--- BEGIN DOCUMENT TEXT ---

As a consultant, my clients are split 50:50 between academics and entrepreneurs. So here, if you’ll allow for some massive generalisations*, are some broad cultural differences you should bear in mind if you’re an academic who wants to bridge the gap and work with an entrepreneur.
1/ Speed. The private sector works faster than academia. Much faster. Meetings are shorter, decisions are reached sooner, there’s a real desire to move as quickly as possible from thinking to doing. The upsides to this are obvious; time is money, so stuff gets done. The downsides are that, sometimes, the wrong stuff gets done: 20% of new businesses fail in their first year. Maybe the entrepreneurs behind those businesses would have benefitted from “a little more conversation, a little less action,” to flip Elvis on his head.
Bridge the gap: Be prepared for speed. Is there any reason why a decision can’t be made quickly? If there IS a reason to act slowly, can you explain it in practical terms?
2/ Proof. Entrepreneurs are constantly thinking “what do people need, and can I make it for them, at a price that makes me money?” There are many, many layers of uncertainty built in to this simple statement. In this uncertain world, proof often means “what works for others”. Entrepreneurs are constantly scanning the horizon for this “social proof”: signs of what is working and clues as to why it might be so. Data can be part of this “social proof” picture, but so too can anecdote and intuition.

--- END DOCUMENT TEXT ---
--- BEGIN TASK INPUT ---

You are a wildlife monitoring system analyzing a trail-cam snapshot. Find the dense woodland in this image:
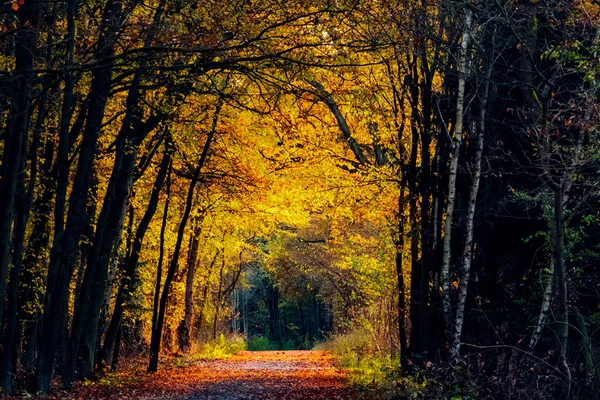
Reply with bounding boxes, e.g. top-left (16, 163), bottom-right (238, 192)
top-left (0, 0), bottom-right (600, 399)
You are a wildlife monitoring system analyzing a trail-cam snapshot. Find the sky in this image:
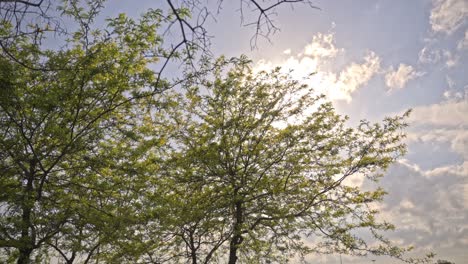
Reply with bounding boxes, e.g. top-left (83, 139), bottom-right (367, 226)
top-left (106, 0), bottom-right (468, 264)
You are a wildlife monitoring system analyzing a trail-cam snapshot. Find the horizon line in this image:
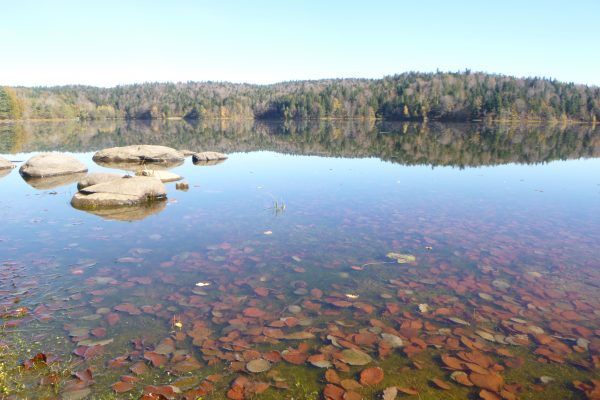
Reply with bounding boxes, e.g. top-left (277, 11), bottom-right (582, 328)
top-left (0, 68), bottom-right (600, 89)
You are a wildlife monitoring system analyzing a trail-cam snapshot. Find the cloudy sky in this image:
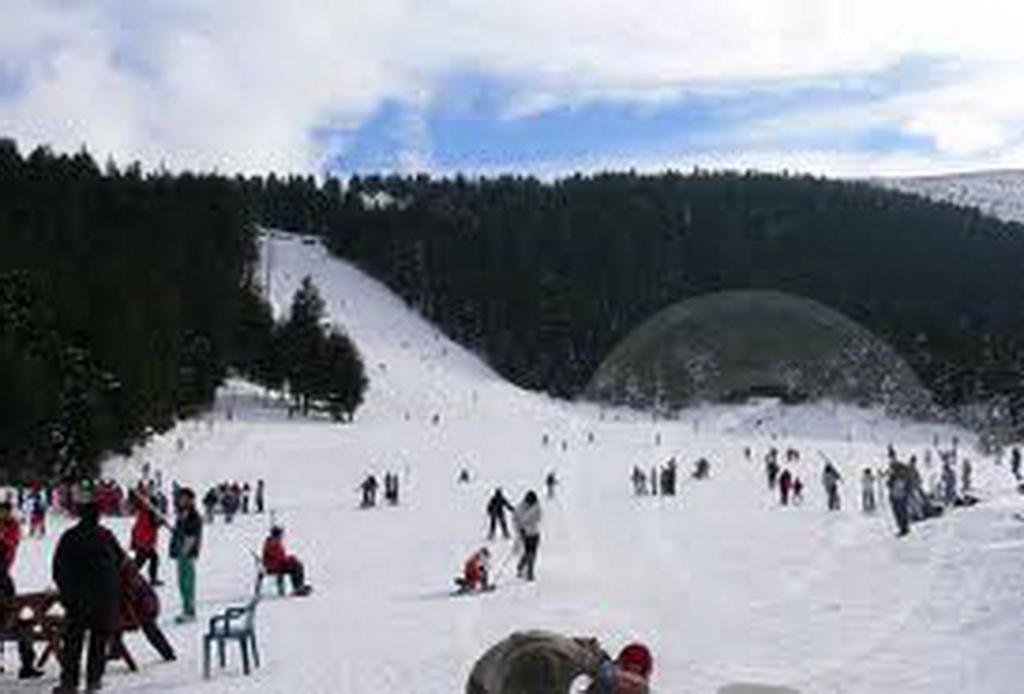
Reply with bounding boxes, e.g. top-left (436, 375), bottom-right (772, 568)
top-left (0, 0), bottom-right (1024, 175)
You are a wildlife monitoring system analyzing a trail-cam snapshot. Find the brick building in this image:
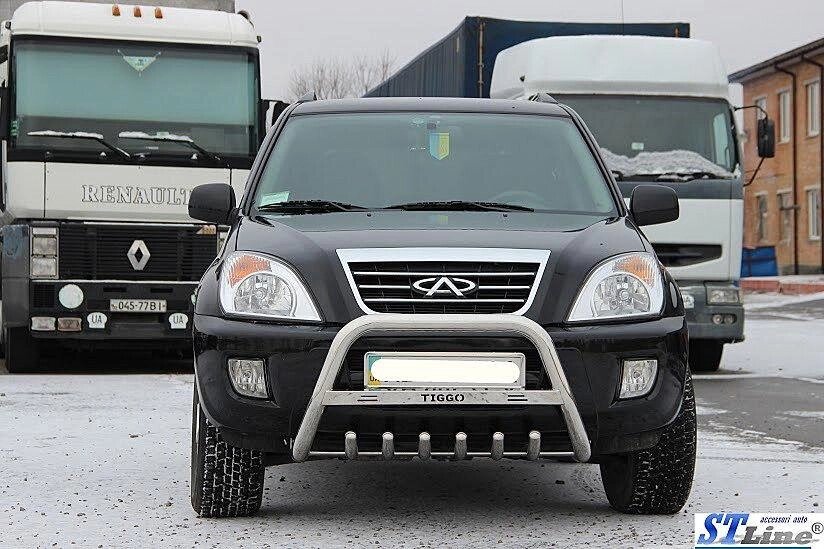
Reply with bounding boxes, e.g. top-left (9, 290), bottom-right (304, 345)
top-left (730, 39), bottom-right (824, 274)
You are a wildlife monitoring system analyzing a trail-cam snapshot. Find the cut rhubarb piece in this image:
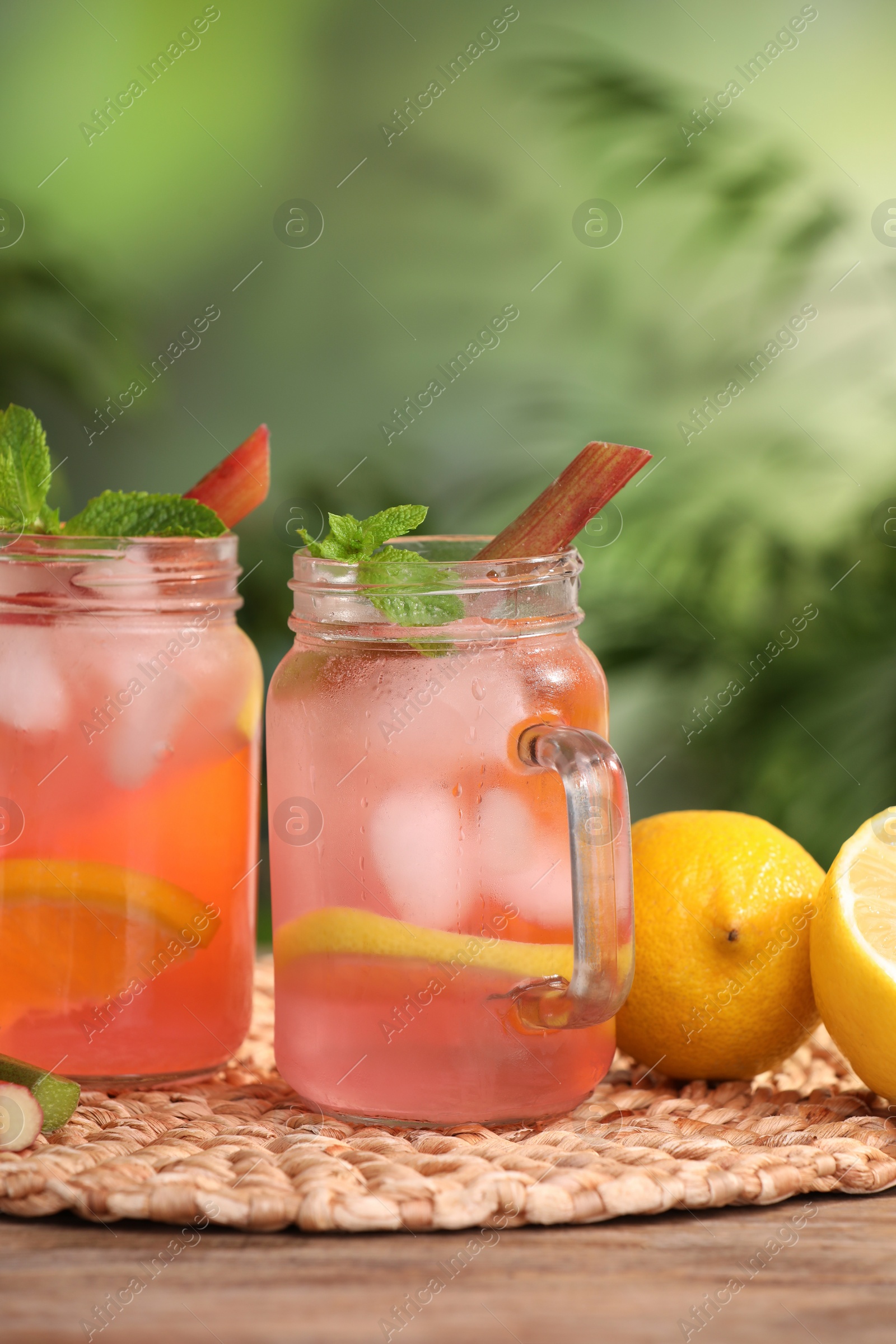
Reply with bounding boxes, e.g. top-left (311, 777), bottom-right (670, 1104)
top-left (475, 442), bottom-right (653, 561)
top-left (184, 424), bottom-right (270, 527)
top-left (0, 1055), bottom-right (81, 1148)
top-left (0, 1082), bottom-right (43, 1153)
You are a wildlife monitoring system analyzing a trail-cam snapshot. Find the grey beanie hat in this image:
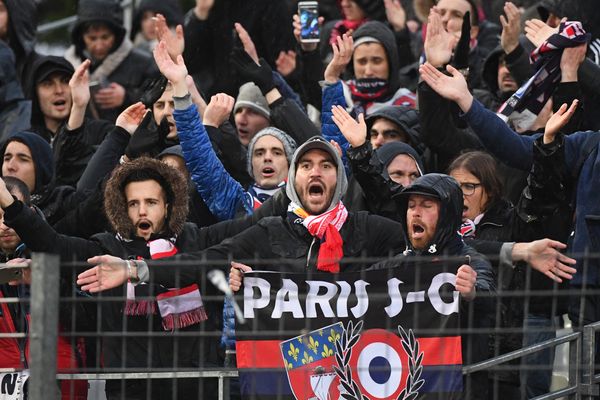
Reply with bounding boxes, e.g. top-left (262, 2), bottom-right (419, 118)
top-left (246, 126), bottom-right (297, 179)
top-left (285, 136), bottom-right (348, 211)
top-left (233, 82), bottom-right (271, 120)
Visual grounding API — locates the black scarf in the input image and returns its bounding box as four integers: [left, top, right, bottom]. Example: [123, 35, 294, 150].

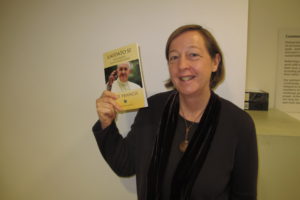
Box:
[147, 91, 221, 200]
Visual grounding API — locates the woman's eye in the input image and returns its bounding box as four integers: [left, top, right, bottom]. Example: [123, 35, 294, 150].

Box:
[169, 56, 178, 61]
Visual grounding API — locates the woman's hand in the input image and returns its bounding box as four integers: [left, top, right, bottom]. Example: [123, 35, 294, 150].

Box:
[96, 90, 122, 129]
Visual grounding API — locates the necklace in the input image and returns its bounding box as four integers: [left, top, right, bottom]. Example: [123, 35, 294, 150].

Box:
[179, 112, 202, 152]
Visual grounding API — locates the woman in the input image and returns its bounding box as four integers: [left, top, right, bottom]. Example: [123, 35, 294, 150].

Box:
[93, 25, 258, 200]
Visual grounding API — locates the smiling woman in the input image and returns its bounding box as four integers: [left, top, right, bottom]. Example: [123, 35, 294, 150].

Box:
[93, 25, 258, 200]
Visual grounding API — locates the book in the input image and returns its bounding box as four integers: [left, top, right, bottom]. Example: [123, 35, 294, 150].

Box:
[103, 43, 148, 111]
[245, 90, 269, 111]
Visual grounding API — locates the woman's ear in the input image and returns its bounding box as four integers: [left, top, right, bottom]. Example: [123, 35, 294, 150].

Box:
[212, 53, 221, 72]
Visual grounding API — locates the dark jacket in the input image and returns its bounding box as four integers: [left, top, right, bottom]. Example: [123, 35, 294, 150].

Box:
[93, 92, 258, 200]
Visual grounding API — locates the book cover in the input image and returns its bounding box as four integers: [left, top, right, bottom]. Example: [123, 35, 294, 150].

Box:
[245, 90, 269, 111]
[103, 43, 148, 111]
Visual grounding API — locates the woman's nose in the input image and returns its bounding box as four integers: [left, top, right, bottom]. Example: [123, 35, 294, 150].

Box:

--- END TASK INPUT ---

■ LIST OF TASKS:
(a) According to the article on academics and entrepreneurs, what share of new businesses fail in their first year?
(b) Copy the rows word for word, starting at the first row and ending at the line that contains "top-left (106, 0), bottom-right (468, 264)", with both ends included. Leave the pictures out.

■ THE ANSWERS:
(a) 20%

(b)
You are a wildlife monitoring system analyzing a trail-cam snapshot. Find the dense woodland in this image:
Reply with bounding boxes, e.g. top-left (16, 163), bottom-right (238, 192)
top-left (0, 0), bottom-right (600, 399)
You are a wildlife monitoring system analyzing a trail-cam snapshot. Find the sky in this image:
Reply with bounding boxes, e.g. top-left (83, 139), bottom-right (367, 226)
top-left (106, 0), bottom-right (468, 264)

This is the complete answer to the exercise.